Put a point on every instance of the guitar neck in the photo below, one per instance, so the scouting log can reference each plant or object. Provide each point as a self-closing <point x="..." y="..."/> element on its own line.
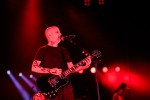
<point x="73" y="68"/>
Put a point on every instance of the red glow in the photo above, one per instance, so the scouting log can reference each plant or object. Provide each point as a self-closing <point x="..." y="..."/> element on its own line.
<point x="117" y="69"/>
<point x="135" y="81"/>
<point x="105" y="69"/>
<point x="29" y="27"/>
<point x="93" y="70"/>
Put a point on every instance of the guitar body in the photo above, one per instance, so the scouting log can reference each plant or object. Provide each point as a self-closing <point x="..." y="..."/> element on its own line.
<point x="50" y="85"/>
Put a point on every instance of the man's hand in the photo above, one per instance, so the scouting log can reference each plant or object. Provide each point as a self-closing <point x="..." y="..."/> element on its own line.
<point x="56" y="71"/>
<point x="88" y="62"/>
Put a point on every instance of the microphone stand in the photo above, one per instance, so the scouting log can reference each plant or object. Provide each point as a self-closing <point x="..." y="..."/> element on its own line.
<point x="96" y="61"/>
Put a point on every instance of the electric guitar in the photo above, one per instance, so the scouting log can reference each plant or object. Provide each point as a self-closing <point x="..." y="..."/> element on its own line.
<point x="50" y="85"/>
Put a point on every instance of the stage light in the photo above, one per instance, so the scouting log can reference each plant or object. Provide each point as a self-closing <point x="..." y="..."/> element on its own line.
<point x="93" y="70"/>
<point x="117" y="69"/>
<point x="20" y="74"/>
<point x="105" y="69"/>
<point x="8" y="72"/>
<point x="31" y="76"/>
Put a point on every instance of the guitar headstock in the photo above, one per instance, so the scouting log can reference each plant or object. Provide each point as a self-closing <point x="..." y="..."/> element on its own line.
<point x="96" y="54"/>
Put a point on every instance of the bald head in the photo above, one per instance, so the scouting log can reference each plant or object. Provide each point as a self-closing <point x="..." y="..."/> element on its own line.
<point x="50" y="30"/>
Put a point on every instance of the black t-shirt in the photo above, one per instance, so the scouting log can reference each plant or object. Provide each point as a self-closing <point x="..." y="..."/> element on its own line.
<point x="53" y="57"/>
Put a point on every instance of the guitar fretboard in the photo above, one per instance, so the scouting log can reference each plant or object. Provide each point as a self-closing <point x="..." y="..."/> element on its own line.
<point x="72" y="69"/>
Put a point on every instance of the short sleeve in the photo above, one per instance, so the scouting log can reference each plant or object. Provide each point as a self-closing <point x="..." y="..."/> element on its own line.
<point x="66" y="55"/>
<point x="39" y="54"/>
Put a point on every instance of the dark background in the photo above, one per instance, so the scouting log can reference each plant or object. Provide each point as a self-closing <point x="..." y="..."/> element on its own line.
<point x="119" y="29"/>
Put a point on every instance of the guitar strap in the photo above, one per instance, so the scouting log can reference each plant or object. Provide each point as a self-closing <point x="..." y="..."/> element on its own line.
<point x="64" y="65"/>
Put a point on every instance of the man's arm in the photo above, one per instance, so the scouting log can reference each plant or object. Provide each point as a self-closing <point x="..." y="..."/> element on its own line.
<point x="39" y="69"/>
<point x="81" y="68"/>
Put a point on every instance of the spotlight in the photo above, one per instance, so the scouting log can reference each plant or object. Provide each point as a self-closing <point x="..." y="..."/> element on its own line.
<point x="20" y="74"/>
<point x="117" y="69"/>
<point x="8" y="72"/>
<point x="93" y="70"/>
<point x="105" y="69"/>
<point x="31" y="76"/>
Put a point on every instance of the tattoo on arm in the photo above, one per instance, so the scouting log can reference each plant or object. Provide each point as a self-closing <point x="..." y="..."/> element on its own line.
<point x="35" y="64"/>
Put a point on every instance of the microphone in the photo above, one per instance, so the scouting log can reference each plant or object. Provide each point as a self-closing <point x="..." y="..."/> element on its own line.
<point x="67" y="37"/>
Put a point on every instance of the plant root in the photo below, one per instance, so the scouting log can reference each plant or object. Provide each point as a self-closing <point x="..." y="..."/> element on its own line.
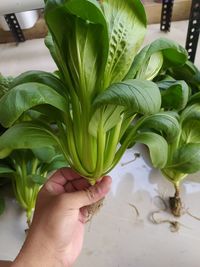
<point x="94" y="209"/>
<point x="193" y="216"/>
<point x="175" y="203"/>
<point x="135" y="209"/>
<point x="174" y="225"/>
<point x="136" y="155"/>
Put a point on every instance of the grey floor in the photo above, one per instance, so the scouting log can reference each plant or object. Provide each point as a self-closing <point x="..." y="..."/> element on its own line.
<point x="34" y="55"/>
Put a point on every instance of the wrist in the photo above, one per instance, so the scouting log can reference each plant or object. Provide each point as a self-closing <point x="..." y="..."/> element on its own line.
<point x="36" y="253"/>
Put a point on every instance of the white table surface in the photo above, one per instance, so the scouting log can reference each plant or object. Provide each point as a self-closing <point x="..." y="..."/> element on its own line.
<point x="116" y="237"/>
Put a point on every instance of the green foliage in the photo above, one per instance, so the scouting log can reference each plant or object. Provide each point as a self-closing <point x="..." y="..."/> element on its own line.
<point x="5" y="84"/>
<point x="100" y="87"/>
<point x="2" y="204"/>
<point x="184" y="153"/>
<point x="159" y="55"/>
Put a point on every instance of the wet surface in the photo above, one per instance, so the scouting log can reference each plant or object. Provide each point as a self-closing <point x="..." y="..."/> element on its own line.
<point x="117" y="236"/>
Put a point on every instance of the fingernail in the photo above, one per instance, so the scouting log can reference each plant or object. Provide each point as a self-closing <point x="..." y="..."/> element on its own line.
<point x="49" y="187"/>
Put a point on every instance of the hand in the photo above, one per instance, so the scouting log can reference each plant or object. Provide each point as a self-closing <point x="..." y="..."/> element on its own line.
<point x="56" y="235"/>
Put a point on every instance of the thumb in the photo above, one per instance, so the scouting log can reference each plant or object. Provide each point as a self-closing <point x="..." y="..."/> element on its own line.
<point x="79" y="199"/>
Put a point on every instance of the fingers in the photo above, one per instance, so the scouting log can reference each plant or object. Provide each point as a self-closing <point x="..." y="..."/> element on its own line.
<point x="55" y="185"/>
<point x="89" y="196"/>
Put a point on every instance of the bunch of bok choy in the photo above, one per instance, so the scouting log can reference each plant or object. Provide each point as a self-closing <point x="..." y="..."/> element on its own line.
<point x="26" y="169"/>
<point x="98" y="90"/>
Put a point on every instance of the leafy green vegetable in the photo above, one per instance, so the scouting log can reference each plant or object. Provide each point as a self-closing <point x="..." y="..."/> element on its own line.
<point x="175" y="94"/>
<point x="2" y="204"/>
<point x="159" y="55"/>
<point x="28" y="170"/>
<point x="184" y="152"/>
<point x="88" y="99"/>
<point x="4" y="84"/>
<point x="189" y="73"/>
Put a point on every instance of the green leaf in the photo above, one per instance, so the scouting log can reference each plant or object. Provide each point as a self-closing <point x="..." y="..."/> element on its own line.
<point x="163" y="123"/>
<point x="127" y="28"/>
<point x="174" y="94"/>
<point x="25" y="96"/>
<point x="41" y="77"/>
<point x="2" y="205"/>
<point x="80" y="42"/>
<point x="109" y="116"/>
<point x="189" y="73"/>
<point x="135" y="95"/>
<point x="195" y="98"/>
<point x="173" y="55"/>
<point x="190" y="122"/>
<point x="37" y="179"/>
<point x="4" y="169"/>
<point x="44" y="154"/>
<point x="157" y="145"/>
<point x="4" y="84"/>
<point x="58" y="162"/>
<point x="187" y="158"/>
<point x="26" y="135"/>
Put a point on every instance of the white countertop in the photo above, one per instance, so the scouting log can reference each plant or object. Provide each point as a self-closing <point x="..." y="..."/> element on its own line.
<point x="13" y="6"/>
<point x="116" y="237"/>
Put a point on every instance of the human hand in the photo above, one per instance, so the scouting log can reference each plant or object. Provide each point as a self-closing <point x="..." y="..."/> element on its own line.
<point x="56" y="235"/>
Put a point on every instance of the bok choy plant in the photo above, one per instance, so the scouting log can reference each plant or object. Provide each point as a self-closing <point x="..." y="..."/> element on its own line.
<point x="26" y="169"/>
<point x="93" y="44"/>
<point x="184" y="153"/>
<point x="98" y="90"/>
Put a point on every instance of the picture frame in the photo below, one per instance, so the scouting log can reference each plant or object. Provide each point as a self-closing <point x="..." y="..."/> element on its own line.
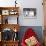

==

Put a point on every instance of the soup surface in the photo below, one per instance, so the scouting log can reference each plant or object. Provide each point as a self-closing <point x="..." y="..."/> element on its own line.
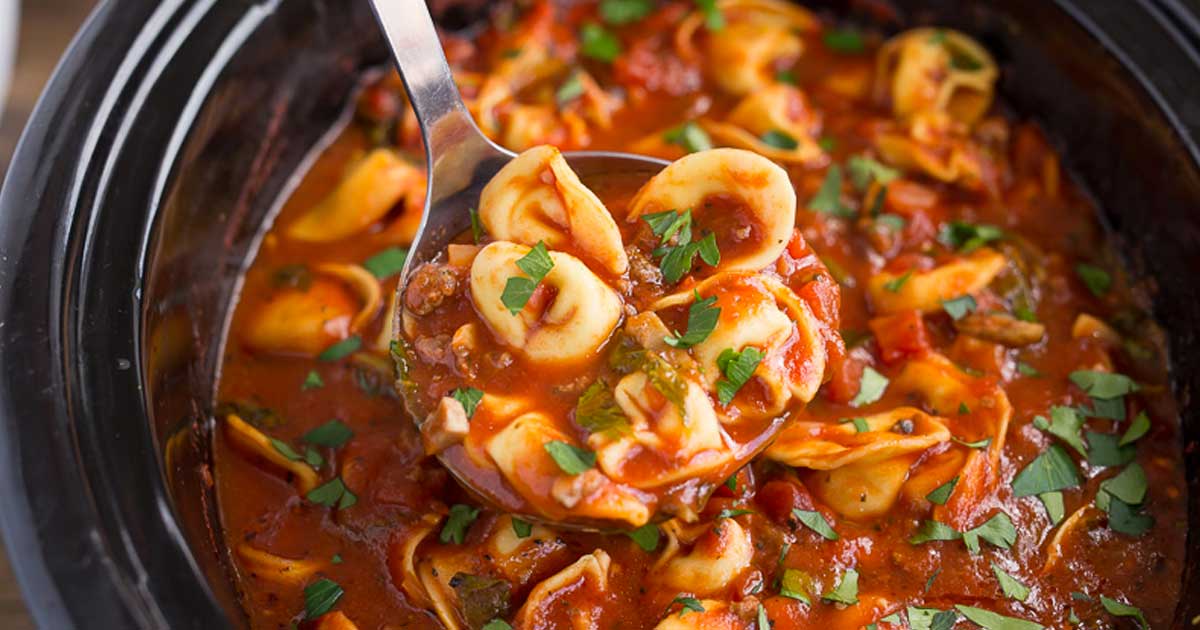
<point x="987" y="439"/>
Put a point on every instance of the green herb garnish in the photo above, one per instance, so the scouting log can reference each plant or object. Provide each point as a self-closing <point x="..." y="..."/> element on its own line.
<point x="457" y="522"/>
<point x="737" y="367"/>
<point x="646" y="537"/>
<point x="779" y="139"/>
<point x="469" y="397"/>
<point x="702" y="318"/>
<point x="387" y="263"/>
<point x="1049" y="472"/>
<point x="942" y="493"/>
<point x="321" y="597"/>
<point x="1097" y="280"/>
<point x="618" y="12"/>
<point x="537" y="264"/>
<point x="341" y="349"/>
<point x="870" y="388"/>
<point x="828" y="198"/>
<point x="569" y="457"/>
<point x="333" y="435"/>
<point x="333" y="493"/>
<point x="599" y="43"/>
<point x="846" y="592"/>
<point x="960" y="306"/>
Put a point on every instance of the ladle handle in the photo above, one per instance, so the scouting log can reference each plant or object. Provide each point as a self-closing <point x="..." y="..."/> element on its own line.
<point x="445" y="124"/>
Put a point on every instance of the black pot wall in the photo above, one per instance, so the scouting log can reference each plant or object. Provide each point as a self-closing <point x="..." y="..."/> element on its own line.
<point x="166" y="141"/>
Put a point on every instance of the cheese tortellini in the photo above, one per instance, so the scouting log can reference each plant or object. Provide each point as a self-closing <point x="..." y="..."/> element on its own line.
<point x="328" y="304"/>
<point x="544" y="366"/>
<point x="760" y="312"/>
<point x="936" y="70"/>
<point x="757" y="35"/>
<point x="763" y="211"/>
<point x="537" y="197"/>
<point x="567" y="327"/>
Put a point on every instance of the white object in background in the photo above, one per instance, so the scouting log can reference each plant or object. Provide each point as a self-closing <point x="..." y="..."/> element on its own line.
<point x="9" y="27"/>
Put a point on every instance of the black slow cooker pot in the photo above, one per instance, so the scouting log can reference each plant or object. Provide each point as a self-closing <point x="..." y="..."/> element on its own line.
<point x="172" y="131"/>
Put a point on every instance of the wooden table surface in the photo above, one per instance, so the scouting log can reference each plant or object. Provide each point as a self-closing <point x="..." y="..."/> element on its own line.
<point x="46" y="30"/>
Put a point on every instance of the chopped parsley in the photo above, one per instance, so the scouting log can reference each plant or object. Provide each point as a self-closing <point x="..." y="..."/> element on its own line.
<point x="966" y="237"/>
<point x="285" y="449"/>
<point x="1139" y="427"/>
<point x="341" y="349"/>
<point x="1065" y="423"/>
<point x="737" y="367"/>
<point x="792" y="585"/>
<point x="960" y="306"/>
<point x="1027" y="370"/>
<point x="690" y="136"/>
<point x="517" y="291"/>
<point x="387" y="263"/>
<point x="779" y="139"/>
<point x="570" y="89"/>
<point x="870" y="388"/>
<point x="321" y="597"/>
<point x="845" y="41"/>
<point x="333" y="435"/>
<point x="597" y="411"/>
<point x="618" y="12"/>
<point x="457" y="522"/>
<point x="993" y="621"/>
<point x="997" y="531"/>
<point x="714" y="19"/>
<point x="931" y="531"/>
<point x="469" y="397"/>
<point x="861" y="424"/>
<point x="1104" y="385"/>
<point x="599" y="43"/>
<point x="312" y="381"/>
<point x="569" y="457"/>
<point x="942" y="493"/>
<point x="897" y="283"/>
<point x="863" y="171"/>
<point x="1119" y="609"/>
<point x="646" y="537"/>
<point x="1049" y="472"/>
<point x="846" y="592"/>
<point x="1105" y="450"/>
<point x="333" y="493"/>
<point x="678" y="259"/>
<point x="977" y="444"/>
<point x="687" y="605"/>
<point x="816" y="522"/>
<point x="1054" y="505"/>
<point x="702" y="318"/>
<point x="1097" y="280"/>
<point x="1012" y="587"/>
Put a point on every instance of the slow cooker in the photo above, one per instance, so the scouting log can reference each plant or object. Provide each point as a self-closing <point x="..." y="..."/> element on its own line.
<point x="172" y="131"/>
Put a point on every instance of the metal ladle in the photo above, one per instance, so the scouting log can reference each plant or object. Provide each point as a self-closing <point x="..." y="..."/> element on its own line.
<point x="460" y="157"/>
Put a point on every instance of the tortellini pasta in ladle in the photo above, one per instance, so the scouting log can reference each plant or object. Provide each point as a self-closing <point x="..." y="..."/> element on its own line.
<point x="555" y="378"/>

...

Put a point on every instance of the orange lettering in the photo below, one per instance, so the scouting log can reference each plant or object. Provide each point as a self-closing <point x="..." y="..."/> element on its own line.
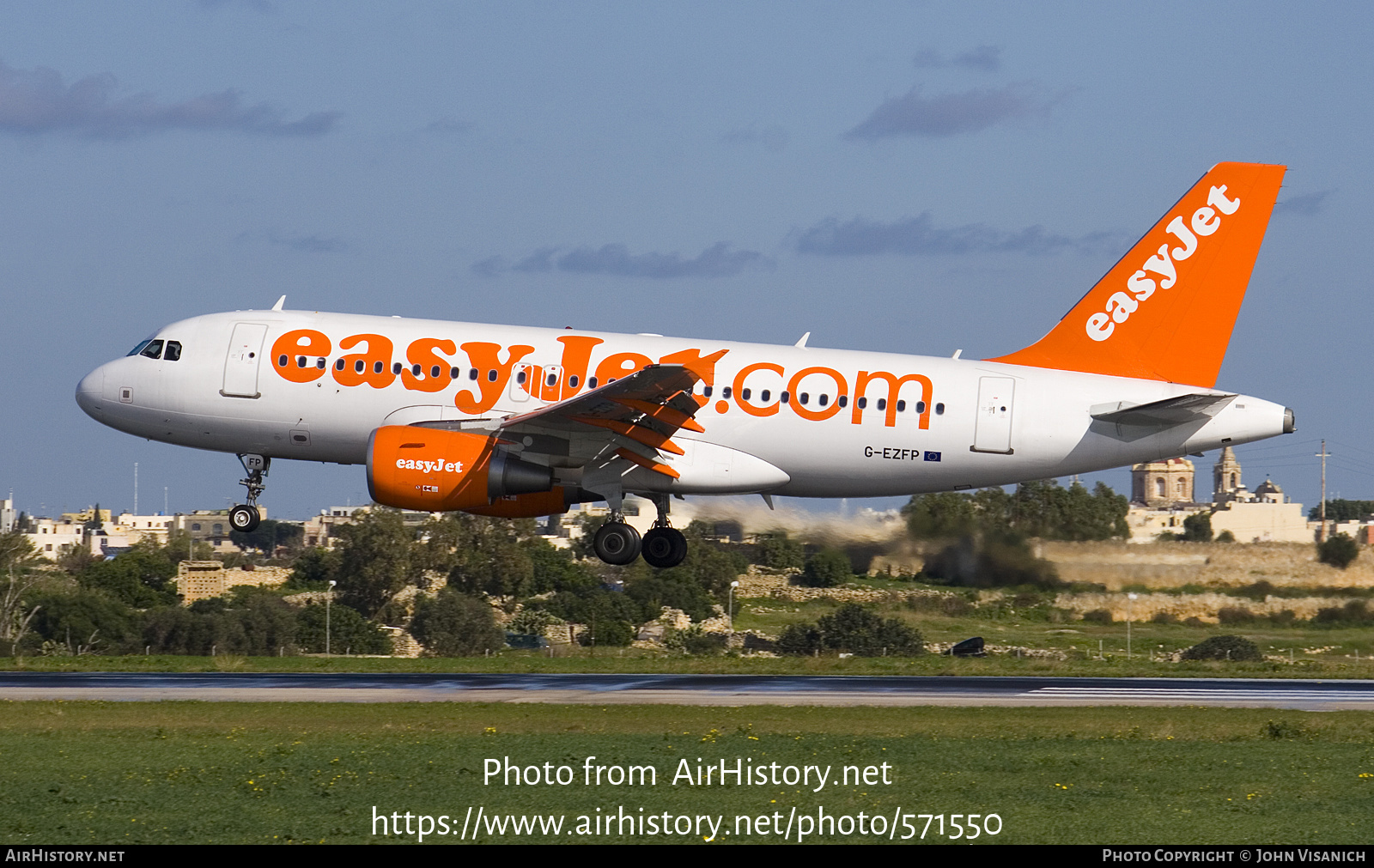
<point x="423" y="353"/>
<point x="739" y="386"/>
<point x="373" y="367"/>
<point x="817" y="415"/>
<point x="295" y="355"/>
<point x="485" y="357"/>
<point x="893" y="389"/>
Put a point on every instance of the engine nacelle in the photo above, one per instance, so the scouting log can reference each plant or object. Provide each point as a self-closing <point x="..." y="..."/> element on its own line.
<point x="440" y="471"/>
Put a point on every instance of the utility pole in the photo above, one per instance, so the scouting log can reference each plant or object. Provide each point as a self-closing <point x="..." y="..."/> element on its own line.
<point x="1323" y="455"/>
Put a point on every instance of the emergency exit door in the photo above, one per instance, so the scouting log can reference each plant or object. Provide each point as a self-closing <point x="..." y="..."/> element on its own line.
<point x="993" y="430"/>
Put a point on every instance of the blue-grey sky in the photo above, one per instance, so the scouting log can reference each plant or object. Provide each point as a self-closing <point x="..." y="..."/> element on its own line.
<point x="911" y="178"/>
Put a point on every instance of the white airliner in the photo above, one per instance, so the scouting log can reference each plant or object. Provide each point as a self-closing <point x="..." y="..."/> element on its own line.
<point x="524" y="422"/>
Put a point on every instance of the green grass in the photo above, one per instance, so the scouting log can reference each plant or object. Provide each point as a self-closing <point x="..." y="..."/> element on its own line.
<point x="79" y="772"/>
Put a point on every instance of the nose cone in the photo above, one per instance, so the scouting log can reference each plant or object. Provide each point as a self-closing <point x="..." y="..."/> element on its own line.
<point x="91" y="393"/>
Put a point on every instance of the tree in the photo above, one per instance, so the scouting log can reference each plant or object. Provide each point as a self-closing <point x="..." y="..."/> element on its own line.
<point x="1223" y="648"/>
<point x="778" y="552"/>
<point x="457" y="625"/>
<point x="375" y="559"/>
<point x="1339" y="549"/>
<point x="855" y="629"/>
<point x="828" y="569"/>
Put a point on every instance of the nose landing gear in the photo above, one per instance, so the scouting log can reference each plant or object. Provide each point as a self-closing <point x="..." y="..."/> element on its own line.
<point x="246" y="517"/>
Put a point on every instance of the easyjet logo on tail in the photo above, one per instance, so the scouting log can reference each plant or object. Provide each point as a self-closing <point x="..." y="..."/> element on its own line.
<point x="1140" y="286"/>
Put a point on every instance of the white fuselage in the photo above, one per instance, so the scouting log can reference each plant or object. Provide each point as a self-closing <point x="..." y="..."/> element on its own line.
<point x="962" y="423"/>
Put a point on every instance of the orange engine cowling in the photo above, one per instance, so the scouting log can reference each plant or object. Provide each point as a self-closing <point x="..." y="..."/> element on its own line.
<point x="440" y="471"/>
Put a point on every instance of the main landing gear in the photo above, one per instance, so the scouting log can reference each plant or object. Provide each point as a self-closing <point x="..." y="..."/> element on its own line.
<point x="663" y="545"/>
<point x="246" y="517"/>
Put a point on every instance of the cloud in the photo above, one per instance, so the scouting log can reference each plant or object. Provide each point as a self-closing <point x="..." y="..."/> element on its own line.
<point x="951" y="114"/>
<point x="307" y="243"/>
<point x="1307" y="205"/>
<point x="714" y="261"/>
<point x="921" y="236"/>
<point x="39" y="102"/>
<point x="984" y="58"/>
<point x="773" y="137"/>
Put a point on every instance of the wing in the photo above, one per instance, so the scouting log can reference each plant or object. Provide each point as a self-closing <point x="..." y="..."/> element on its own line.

◆ GOAL ◆
Pull out every line of the records above that contains the string "choy", and list each such line in full.

◆ EXERCISE RESULT ◆
Put a point on every instance of the bunch of bok choy in the photo above, one per instance, so the scouting log can reference each plant or object. Provide each point as a self-closing <point x="..." y="..."/> element on its own line.
Put a point on every instance of the bok choy plant in the photo above, one per instance, so the scouting log can reference each plant or object. Provide each point as a self-closing <point x="..." y="..."/> element on its own line.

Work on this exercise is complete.